#### Short task
Transcribe the lines of the records starting with the one that has "Point to the potted plant." in it and ending with the last, and transcribe nothing else.

Saved data entries
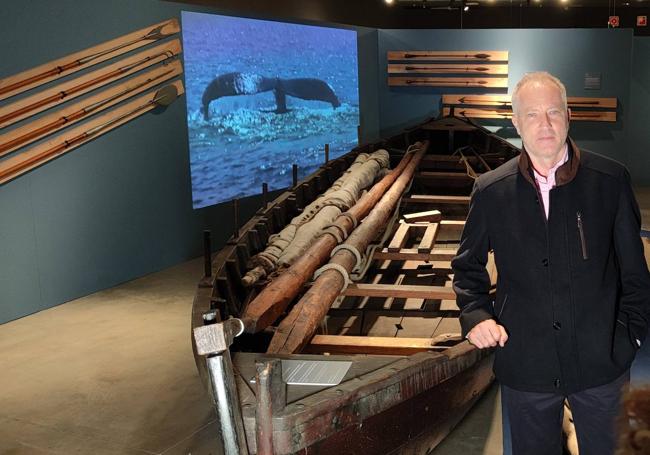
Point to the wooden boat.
(383, 306)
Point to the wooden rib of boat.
(411, 377)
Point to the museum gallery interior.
(227, 227)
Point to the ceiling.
(420, 14)
(434, 4)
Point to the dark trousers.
(536, 419)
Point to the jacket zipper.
(583, 242)
(505, 300)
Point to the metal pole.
(214, 341)
(265, 195)
(207, 254)
(226, 401)
(235, 205)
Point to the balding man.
(573, 293)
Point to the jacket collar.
(563, 175)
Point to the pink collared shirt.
(545, 184)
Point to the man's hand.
(487, 334)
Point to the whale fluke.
(234, 84)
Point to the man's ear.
(515, 122)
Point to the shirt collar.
(551, 172)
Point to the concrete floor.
(113, 373)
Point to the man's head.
(540, 114)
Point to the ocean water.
(245, 143)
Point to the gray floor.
(113, 373)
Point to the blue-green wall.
(567, 53)
(120, 206)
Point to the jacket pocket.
(581, 232)
(499, 310)
(623, 349)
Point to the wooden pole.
(269, 304)
(295, 331)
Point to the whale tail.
(233, 84)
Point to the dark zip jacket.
(573, 291)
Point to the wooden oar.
(163, 97)
(435, 55)
(78, 88)
(74, 62)
(36, 133)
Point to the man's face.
(542, 121)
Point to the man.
(573, 291)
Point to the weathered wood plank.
(405, 291)
(411, 254)
(432, 199)
(447, 68)
(399, 239)
(377, 345)
(431, 216)
(429, 238)
(496, 56)
(478, 82)
(504, 100)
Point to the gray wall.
(568, 54)
(638, 123)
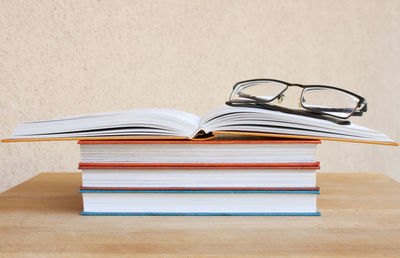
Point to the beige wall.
(63, 58)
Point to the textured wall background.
(62, 58)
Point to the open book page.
(242, 119)
(139, 122)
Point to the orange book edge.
(260, 141)
(303, 137)
(202, 139)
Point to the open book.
(173, 124)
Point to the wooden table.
(360, 217)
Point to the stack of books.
(223, 176)
(169, 162)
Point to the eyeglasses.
(318, 101)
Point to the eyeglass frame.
(355, 112)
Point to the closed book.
(223, 150)
(195, 175)
(200, 202)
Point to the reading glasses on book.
(318, 101)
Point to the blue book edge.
(200, 214)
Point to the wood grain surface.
(360, 217)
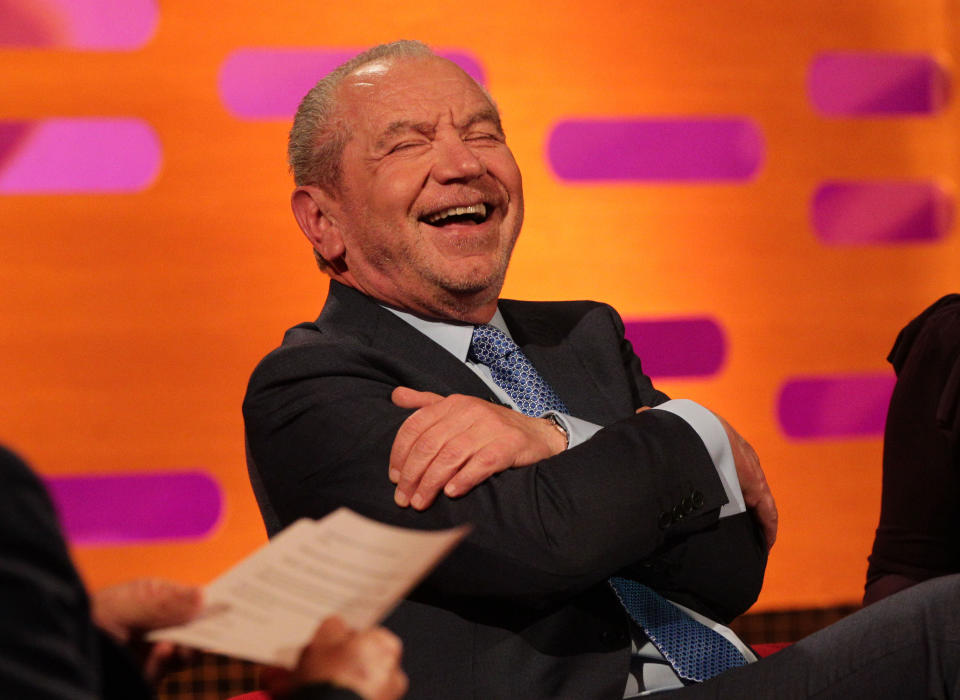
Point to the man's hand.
(368, 663)
(127, 610)
(457, 442)
(753, 484)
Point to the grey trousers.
(905, 646)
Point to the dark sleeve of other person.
(918, 536)
(49, 646)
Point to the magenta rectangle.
(665, 150)
(93, 25)
(138, 507)
(678, 347)
(840, 406)
(863, 84)
(849, 213)
(78, 155)
(262, 83)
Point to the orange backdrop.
(131, 321)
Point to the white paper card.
(267, 607)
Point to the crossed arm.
(454, 443)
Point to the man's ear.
(318, 216)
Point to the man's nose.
(456, 161)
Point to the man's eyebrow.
(484, 115)
(400, 126)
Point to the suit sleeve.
(320, 425)
(717, 570)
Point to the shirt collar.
(452, 337)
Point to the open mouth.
(471, 215)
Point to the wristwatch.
(552, 417)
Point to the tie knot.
(490, 344)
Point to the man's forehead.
(403, 83)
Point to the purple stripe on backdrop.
(81, 155)
(881, 212)
(13, 135)
(96, 25)
(144, 507)
(678, 347)
(874, 84)
(681, 149)
(260, 83)
(853, 405)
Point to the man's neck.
(473, 308)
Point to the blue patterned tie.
(513, 372)
(694, 650)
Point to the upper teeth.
(480, 209)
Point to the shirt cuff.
(714, 438)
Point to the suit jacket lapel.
(434, 368)
(566, 366)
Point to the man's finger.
(405, 397)
(436, 441)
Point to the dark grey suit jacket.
(521, 609)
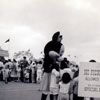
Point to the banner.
(89, 79)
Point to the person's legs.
(44, 96)
(55, 97)
(51, 96)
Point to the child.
(18, 73)
(26, 75)
(65, 87)
(54, 84)
(6, 74)
(39, 71)
(75, 86)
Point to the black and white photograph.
(49, 49)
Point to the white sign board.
(89, 79)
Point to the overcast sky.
(30, 24)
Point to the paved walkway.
(20, 91)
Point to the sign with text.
(89, 79)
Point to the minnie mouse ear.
(55, 36)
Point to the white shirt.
(64, 88)
(54, 78)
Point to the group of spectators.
(21, 71)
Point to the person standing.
(53, 51)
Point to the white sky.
(30, 24)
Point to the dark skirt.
(45, 82)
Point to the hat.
(73, 62)
(55, 36)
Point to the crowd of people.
(58, 77)
(22, 71)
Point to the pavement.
(20, 91)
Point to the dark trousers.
(75, 97)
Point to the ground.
(20, 91)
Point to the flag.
(7, 40)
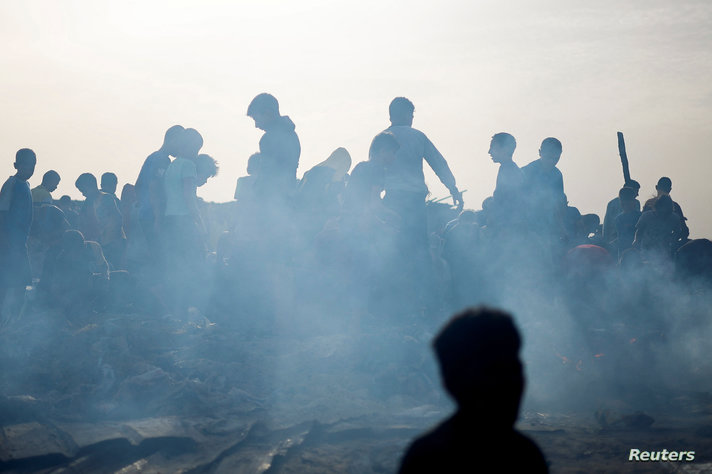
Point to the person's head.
(172, 140)
(109, 181)
(25, 161)
(65, 203)
(590, 224)
(627, 197)
(663, 204)
(478, 355)
(339, 161)
(189, 144)
(633, 184)
(502, 147)
(128, 194)
(383, 148)
(550, 152)
(401, 111)
(264, 109)
(50, 180)
(664, 186)
(206, 167)
(86, 184)
(467, 217)
(253, 164)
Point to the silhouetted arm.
(438, 164)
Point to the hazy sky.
(92, 85)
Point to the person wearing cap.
(614, 209)
(279, 148)
(663, 188)
(41, 194)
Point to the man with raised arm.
(405, 183)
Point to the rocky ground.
(125, 393)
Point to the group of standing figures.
(366, 238)
(345, 245)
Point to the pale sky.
(92, 85)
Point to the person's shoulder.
(427, 451)
(528, 453)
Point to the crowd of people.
(367, 238)
(349, 244)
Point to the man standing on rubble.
(279, 149)
(405, 188)
(405, 183)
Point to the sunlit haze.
(92, 86)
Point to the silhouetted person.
(67, 206)
(150, 193)
(321, 186)
(15, 223)
(319, 192)
(544, 187)
(508, 198)
(100, 220)
(663, 188)
(627, 219)
(405, 183)
(41, 194)
(205, 168)
(658, 230)
(109, 182)
(366, 183)
(279, 148)
(478, 354)
(184, 231)
(613, 209)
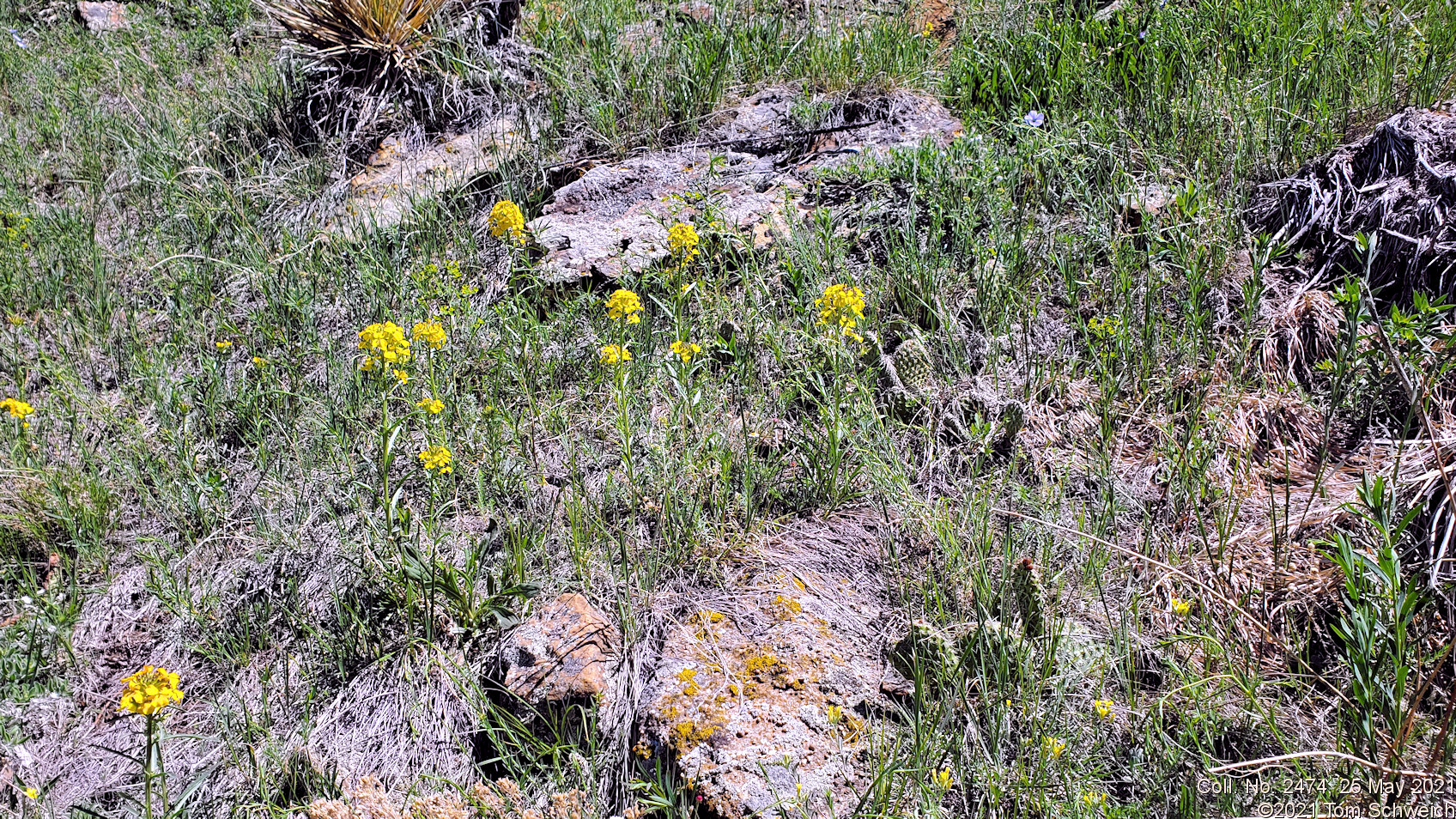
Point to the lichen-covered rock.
(562, 652)
(761, 694)
(401, 175)
(743, 173)
(105, 15)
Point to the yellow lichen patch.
(689, 733)
(786, 608)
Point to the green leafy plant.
(1380, 628)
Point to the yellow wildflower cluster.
(613, 355)
(623, 306)
(150, 689)
(682, 240)
(506, 221)
(430, 332)
(15, 228)
(383, 344)
(18, 410)
(435, 459)
(842, 306)
(686, 350)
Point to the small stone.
(562, 652)
(105, 15)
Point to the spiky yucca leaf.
(378, 38)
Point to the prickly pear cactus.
(1025, 585)
(925, 646)
(913, 365)
(983, 645)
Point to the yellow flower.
(842, 306)
(686, 350)
(615, 355)
(435, 459)
(149, 691)
(430, 332)
(682, 240)
(383, 344)
(18, 409)
(506, 221)
(623, 305)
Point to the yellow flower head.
(435, 459)
(383, 344)
(682, 240)
(623, 305)
(615, 355)
(149, 691)
(430, 332)
(686, 350)
(506, 221)
(16, 409)
(842, 306)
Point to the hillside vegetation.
(1088, 486)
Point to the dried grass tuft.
(1301, 334)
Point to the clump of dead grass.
(1301, 334)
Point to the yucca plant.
(373, 43)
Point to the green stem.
(146, 764)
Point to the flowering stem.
(625, 424)
(149, 749)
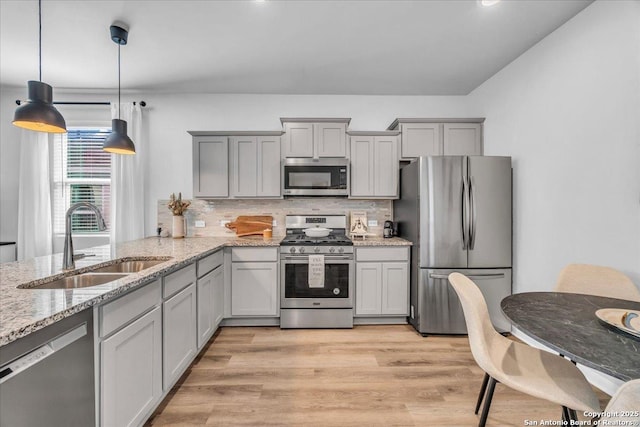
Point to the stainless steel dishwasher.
(47, 377)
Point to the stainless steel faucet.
(68, 257)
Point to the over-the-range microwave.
(316, 177)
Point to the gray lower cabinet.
(210, 166)
(374, 165)
(179, 323)
(179, 334)
(210, 304)
(254, 282)
(382, 281)
(130, 356)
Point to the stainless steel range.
(317, 273)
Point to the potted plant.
(178, 207)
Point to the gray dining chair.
(517, 365)
(596, 280)
(624, 406)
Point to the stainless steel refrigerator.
(457, 212)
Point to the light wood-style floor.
(365, 376)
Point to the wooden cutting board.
(246, 225)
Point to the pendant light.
(118, 142)
(38, 113)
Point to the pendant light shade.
(118, 142)
(38, 113)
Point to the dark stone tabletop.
(567, 323)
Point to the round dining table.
(567, 323)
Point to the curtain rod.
(142, 103)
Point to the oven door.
(315, 180)
(338, 283)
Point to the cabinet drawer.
(254, 254)
(209, 262)
(179, 280)
(382, 254)
(123, 310)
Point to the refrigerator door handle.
(472, 208)
(464, 218)
(471, 276)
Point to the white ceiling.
(392, 47)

#### In response
Point to the potted plant.
(178, 207)
Point to the gray dining chair.
(517, 365)
(596, 280)
(624, 406)
Point to the stainless steel refrigerator.
(457, 212)
Point to the light wood-style floor.
(365, 376)
Point to the wooden cutting board.
(246, 225)
Point to the pendant light.
(118, 142)
(38, 113)
Point to the pendant light shade.
(118, 142)
(38, 113)
Point to the dark stone tabletop.
(567, 323)
Point to the round dining table.
(567, 323)
Point to the curtain rod.
(142, 103)
Point to the oven door.
(315, 180)
(338, 283)
Point to the cabinet drawer.
(254, 254)
(209, 262)
(179, 280)
(382, 254)
(123, 310)
Point to the refrigerator door handle.
(472, 208)
(464, 218)
(471, 276)
Point to the white ceiling.
(392, 47)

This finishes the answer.